**ACTION ITEM**
In your copy, include every record exactly and no pictures.

**EXTRACTED INFORMATION**

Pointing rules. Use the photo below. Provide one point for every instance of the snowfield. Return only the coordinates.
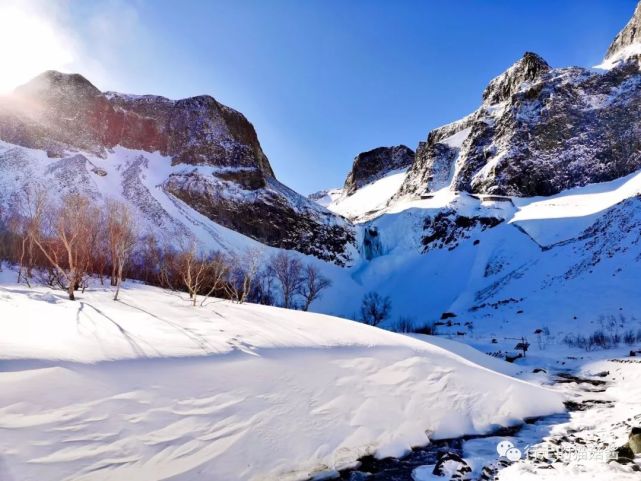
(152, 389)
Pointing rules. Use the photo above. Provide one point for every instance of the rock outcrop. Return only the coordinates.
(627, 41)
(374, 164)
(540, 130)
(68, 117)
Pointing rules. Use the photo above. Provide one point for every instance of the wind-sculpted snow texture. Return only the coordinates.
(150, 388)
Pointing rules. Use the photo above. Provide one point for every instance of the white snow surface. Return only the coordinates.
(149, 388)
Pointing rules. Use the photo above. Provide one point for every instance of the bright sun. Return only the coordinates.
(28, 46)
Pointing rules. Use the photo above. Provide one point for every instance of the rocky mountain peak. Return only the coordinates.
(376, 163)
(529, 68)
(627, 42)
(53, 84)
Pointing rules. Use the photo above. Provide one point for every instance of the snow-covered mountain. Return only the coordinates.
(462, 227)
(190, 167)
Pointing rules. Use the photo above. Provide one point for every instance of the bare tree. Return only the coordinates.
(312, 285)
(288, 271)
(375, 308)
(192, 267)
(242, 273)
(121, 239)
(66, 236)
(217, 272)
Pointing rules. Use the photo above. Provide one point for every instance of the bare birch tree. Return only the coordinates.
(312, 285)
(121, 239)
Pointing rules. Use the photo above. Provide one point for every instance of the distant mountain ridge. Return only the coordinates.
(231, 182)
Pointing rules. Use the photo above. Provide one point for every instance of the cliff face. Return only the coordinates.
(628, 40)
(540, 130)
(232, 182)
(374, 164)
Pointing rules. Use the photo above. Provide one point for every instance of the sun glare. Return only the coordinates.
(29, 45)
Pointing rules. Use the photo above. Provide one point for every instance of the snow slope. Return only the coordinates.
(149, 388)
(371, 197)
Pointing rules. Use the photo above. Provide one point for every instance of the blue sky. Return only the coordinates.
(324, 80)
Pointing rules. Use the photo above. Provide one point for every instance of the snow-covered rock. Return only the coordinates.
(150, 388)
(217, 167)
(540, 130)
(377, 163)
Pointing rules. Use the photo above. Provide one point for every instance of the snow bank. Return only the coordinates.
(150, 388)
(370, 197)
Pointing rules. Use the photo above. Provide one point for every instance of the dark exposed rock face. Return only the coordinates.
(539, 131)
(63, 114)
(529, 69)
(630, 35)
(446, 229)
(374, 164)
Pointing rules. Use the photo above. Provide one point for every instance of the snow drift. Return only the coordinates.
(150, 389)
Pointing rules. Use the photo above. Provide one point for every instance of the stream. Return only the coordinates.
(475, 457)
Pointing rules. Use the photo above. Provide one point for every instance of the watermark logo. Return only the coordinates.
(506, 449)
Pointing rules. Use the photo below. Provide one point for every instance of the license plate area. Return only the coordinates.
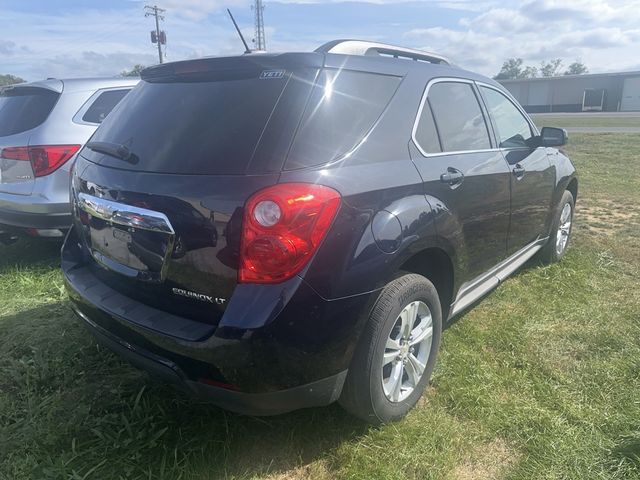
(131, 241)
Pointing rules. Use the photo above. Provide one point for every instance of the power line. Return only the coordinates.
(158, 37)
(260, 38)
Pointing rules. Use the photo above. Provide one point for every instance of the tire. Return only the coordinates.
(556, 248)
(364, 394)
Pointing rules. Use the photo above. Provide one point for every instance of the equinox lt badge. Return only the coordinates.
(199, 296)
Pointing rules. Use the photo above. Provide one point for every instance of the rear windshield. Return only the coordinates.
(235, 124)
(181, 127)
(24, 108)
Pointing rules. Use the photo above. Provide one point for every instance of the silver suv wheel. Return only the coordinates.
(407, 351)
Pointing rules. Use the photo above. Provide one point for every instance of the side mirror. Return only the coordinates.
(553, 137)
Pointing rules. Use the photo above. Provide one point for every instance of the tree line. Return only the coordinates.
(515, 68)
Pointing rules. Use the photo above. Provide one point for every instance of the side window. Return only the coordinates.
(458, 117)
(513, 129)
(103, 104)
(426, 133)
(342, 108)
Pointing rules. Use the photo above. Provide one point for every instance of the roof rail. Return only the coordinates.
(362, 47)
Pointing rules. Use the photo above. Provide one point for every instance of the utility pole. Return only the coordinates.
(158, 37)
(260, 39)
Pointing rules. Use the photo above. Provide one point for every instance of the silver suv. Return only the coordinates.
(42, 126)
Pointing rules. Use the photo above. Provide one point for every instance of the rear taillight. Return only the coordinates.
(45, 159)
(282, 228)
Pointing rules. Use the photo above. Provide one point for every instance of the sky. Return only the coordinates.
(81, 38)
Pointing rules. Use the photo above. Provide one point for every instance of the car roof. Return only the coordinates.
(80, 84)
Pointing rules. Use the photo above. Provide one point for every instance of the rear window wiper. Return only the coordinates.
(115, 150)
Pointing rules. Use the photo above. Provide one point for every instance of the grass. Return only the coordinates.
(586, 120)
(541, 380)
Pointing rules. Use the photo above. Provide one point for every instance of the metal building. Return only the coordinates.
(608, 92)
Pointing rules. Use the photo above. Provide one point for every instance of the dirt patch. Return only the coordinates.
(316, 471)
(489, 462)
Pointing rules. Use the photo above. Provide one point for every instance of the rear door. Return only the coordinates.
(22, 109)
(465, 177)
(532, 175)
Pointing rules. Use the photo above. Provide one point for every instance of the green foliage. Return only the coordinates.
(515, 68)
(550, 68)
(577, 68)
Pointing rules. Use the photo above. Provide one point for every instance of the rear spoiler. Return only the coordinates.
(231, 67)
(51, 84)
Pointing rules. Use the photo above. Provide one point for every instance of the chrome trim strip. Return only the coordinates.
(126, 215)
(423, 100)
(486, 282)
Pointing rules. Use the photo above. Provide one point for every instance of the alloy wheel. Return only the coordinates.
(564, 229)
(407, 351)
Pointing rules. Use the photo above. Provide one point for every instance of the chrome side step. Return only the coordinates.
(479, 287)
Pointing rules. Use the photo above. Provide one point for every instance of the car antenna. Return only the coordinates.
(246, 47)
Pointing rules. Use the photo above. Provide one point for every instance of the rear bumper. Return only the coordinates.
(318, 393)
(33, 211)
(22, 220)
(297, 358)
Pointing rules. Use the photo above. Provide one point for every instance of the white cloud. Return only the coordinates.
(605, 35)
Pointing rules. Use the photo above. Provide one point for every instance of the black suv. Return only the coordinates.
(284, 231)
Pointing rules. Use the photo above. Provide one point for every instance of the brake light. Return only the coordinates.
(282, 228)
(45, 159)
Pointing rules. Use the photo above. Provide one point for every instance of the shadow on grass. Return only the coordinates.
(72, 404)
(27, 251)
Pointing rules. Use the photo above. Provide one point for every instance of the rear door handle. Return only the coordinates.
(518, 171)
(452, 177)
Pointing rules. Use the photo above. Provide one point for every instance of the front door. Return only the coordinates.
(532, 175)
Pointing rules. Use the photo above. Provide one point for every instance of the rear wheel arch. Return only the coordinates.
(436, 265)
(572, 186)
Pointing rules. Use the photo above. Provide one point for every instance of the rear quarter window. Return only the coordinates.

**RESULT**
Pointing rules. Use the photo below. Provide one point for every instance of the snowfield. Return only the coordinates.
(152, 389)
Pointing rules. Use the photo above. Provide one point for every instance of the rock outcrop. Return only the coordinates.
(627, 41)
(374, 164)
(540, 130)
(68, 117)
Pointing rules. Use the photo above. Provide one point for every instance of the wind-sculpted snow texture. Return only the coordinates.
(150, 388)
Pointing rules. Use the photo above. Provide one point for every instance of the white snow surface. Return only the coordinates.
(149, 388)
Pointing rules. Use the photo above. Provide one point for every instance of the bright sun. Return only the coordinates.
(28, 46)
Pointing rules. Use the photo above. Provide one point for every instance of the rocky mountain peak. Return only the coordinates.
(376, 163)
(529, 68)
(627, 42)
(53, 84)
Pointing rules. Use the photo above. Provide one point for every instance of the snow-covered mountain. Return only the coordinates.
(462, 227)
(190, 167)
Pointing rules. Use the photo above. Provide one point for every instance of the bare tree. Return only the coordinates.
(312, 285)
(288, 271)
(375, 308)
(192, 267)
(242, 273)
(121, 239)
(66, 236)
(217, 272)
Pointing rules. Use the photo above. Provide one point for every instance of the bare birch tree. Return only the coordinates.
(312, 285)
(121, 239)
Pointing rules. Use the photo above. Provide one point for every instance of the distant mountain ridge. Return only the coordinates.
(231, 182)
Pointing rules. Use the photo above. Provide one point for every instance of the cliff face. Return only the coordinates.
(628, 40)
(540, 130)
(232, 182)
(374, 164)
Pointing rules. Use the photo above. Provide one point for every instance of the sun glare. Return only the coordinates.
(29, 45)
Pointing rules. Use the photo above. Provide one point for every instance of the snow slope. Return only the coordinates.
(149, 388)
(371, 197)
Pointing rules. Use the photo above. Provide one point for every instance of the blue sky. Return only the coordinates.
(324, 80)
Pointing rules. Use the photo above. Provide one point for every instance of the snow-covered rock. Return only the coordinates.
(150, 388)
(217, 167)
(540, 130)
(377, 163)
Pointing rules. Use the photo above. Provide one point for every instance of the snow bank. Return only the coordinates.
(150, 388)
(370, 197)
Pointing rules. Use the photo above. Provide one point for every instance of the dark exposed rock face. Return only the coordinates.
(539, 131)
(63, 114)
(529, 69)
(630, 35)
(446, 229)
(374, 164)
Pointing rules. Use the photo above. Provide one point for every instance of the snow drift. Return only the coordinates.
(150, 389)
Pointing rules. Use the photo above. Provide one point for every instance of the stream. Return only the coordinates.
(475, 457)
Pointing rules. Use the photo above. Provide one point for every instance of the watermark logo. Return only the coordinates.
(506, 449)
Pointing rules. Use the photo below. Provide one point for every instance of the license plate area. Return only the coordinates.
(131, 241)
Pointing rules. Use the photo above. Provide one point for every instance of the power line. Return only the coordinates.
(158, 37)
(260, 38)
Pointing rules. Use the photo above. Provide one point for every instance of the tire. Return only the coordinates.
(556, 248)
(364, 394)
Pointing rules. Use the photo above. Provide one point for every instance of the equinox lt badge. Return only the coordinates.
(199, 296)
Pointing rules. Use the photo above. Provide one point for every instance of the rear windshield. Return only the coordinates.
(235, 124)
(181, 127)
(24, 108)
Pointing rules. Use the photo above. Provide one point for every instance of the silver suv wheel. Return only the coordinates.
(407, 351)
Pointing rules. Use the photo above. Provide one point for every instance of the side mirror. Return only the coordinates.
(553, 137)
Pointing rules. Use the photo above. Provide one point for every instance of the tree line. Return only the coordinates.
(515, 68)
Pointing rules. Use the photo above. Provide one point for every instance of the side window. Return only the coordinates.
(458, 117)
(513, 129)
(103, 104)
(426, 133)
(342, 108)
Pointing rules. Use the photo above. Provide one point for every instance of the roof rail. Return only the coordinates.
(362, 47)
Pointing rules. Use the photo above. Provide one point for every instance of the utility pole. Return only the coordinates.
(158, 37)
(260, 39)
Pointing rules. Use the photo above. Provide one point for every instance of the silver suv. Return only the coordinates.
(42, 126)
Pointing rules. Use the photo above. Provide one point for every instance of the rear taillight. Return only the coordinates.
(45, 159)
(282, 228)
Pointing rules. Use the photo above. Provide one point for every instance of the sky. Return only the coordinates.
(81, 38)
Pointing rules. Use the photo above. Provide one point for every instance of the car roof. Return only the coordinates.
(80, 84)
Pointing rules. Use the photo above. Provide one point for every instance of the rear window wiper. Return only the coordinates.
(115, 150)
Pointing rules. Use the photo above. Provide one point for every instance of the grass. Return only the coordinates.
(586, 120)
(541, 380)
Pointing rules. Use the photo above. Provide one point for every instance of the metal building. Return only the coordinates.
(608, 92)
Pointing rules. Use the photo above. Provide one point for every instance of the dirt patch. Return only the coordinates.
(316, 471)
(489, 462)
Pointing rules. Use the photo above. Provide one point for every instance of the rear door. Return only the coordinates.
(22, 109)
(465, 177)
(532, 175)
Pointing rules. Use the photo above. Provide one point for every instance of the green foliage. Return only the coordinates.
(515, 68)
(550, 68)
(577, 68)
Pointing rules. Use the photo above. Provide one point for every instance of the rear spoiler. Return only the coordinates.
(231, 67)
(51, 84)
Pointing rules. Use the photo above. Provide one point for every instance of the chrome trim strip. Return only the coordinates.
(126, 215)
(423, 100)
(486, 282)
Pointing rules. Use the photo above. Provide one point for every instance of the alloy wheel. Return only the coordinates.
(564, 229)
(407, 351)
Pointing rules. Use the photo above. Provide one point for every instance of the chrome side step. Return only the coordinates.
(479, 287)
Pointing rules. Use the photo above. Provide one point for every instance of the car antenna. Return only the coordinates.
(246, 47)
Pointing rules. Use the photo above. Provide one point for every instance of the rear bumper. Return only the coordinates.
(318, 393)
(33, 211)
(22, 220)
(297, 358)
Pointing rules. Use the photo above. Provide one point for every instance of the white cloud. Return only the coordinates.
(605, 35)
Pointing rules. Use the photo above. Provide one point for every instance of the black suv. Return only the coordinates.
(284, 231)
Pointing rules. Use the photo above. Provide one point for every instance of the brake light. Return only the coordinates.
(282, 228)
(45, 159)
Pointing rules. Use the photo above. Provide one point for every instance of the shadow on grass. Return only the coordinates.
(72, 404)
(27, 251)
Pointing rules. Use the photo above. Provide one point for every instance of the rear door handle. Return only the coordinates.
(518, 171)
(452, 177)
Pointing rules. Use the photo above. Provide one point for every instance of the front door. Return only the coordinates.
(532, 175)
Pointing rules. Use the photo above. Provide one point for every instance of the rear wheel arch. Return only the coordinates.
(436, 265)
(572, 186)
Pointing rules. Use the photo above. Provide one point for every instance of the rear quarter window. Return only the coordinates.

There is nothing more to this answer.